───── Text passage ─────

Every individual of the age of sixteen must take an aptitude test, which will show to which faction they most belong...but the choice lies with them. Beatrice has to choose whether she will stay with her family or leave them forever.
Before Beatrice can officially join her chosen faction, she and her peers must earn their place. Some will stay. Others will be outcast to become what most dread above death - factionless. Can Beatrice prove herself worthy?
Above all the tests and choices is something Beatrice must hide: a truth that isn't appointed or chosen. The very utterance of the word could have her killed. She is, above all else, Divergent.
With all the hype around the upcoming release of the sequel, ‘Insurgent,’ I felt compelled to read 'Divergent', especially since I owned a copy of the book. It’s quite a solid hard-back book and I’m known for my reluctance to commit to obese novels. Slow reader that I may be, I was third of the way through the book on my first day reading it.
I was fascinated by the idea of the factions. Each of them embraces certain qualities and priorities and once you choose one, those things define who you are. You are enveloped by them and live by their laws. All five are very interesting but each seems to constricting to have to live in.
There is Abnegation, whose selflessness can be viewed as admirable to the point of being masochistic. Candor’s honesty is commendable but crude. Amity seems fun and creative but also a little too mellow. Dauntless breeds heroes and bullies. Erudite values reading and knowledge but is chained down by an air of constant study and a smug cloud of self-righteousness.
When I was reading about the process of choosing a faction, I contemplated which I would be best suited to. Would I be Divergent…or factionless?

───── Extracted material ─────

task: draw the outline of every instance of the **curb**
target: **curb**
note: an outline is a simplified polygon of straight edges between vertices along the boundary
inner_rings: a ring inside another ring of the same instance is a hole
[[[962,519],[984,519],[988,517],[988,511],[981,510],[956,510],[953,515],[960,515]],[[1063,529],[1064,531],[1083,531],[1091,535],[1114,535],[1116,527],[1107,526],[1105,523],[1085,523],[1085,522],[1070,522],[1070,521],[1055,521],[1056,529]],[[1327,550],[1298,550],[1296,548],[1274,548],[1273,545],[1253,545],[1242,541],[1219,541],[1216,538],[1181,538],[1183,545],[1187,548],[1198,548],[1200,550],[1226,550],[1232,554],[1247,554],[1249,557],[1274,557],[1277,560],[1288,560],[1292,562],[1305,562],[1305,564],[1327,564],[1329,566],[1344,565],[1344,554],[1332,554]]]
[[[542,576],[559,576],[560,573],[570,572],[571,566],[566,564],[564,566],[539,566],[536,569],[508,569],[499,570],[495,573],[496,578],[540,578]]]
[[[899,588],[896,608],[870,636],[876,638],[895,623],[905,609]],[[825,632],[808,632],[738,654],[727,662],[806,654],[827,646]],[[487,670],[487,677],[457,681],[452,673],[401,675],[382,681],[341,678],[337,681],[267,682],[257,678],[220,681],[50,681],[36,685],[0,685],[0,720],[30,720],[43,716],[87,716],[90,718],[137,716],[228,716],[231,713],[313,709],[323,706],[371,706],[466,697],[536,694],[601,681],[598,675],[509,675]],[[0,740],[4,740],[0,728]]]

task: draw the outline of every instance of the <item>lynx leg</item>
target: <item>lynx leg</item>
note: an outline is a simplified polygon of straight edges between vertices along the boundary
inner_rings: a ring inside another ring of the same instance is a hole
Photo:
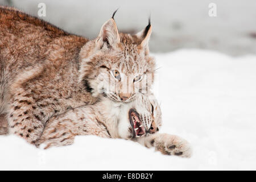
[[[8,122],[6,117],[5,114],[0,115],[0,135],[7,135],[9,133]]]
[[[90,107],[76,108],[52,117],[48,121],[36,145],[52,146],[69,145],[76,135],[94,135],[111,138],[105,124]]]
[[[7,118],[10,134],[14,134],[35,144],[44,129],[42,117],[36,114],[38,108],[36,103],[26,93],[20,94],[10,104]],[[23,96],[25,94],[25,96]]]
[[[192,150],[189,144],[183,138],[167,134],[155,134],[137,139],[137,142],[148,148],[154,147],[164,155],[190,158]]]

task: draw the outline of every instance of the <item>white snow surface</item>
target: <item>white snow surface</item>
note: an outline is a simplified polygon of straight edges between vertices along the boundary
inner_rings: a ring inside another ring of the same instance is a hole
[[[9,135],[0,136],[0,170],[256,169],[256,56],[198,49],[154,56],[160,133],[188,140],[191,158],[95,136],[44,150]]]

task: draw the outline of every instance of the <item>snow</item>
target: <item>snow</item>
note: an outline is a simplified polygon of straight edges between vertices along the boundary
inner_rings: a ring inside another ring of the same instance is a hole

─────

## [Work instructions]
1 - List every faction named in the Divergent review.
2 - Quote the Divergent review word for word from "There is Abnegation, whose" to "be Divergent…or factionless?".
Use only the Divergent review to complete the work.

## [Results of the tasks]
1 - Abnegation, Candor, Amity, Dauntless, Erudite

2 -
There is Abnegation, whose selflessness can be viewed as admirable to the point of being masochistic. Candor’s honesty is commendable but crude. Amity seems fun and creative but also a little too mellow. Dauntless breeds heroes and bullies. Erudite values reading and knowledge but is chained down by an air of constant study and a smug cloud of self-righteousness.
When I was reading about the process of choosing a faction, I contemplated which I would be best suited to. Would I be Divergent…or factionless?